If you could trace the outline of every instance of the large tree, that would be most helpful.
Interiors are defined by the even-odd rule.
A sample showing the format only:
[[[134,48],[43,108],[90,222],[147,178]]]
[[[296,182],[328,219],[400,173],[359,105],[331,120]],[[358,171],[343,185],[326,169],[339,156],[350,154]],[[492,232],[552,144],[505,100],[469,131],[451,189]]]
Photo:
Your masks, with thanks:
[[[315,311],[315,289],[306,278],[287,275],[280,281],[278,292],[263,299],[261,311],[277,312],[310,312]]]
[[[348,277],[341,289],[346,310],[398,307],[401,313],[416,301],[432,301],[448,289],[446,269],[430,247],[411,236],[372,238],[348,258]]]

--

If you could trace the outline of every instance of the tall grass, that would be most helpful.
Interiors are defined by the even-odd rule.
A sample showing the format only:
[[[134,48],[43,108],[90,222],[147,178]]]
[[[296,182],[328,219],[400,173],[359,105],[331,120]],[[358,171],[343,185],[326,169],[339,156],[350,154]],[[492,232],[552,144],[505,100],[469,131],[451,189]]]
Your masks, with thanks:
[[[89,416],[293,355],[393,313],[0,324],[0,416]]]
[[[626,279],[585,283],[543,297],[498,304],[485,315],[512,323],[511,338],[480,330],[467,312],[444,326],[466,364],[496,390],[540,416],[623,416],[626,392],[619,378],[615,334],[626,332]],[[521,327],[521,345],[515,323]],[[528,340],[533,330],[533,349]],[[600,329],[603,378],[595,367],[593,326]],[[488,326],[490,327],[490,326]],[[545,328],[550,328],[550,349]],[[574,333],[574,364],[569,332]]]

:: Objective ::
Show every line of the material above that contains the word "instance". Case counts.

:: Output below ::
If you could trace the outline of every instance of the large tree, that would be most helpful.
If you could trace the outline of every instance of the tall grass, that would be most helpful.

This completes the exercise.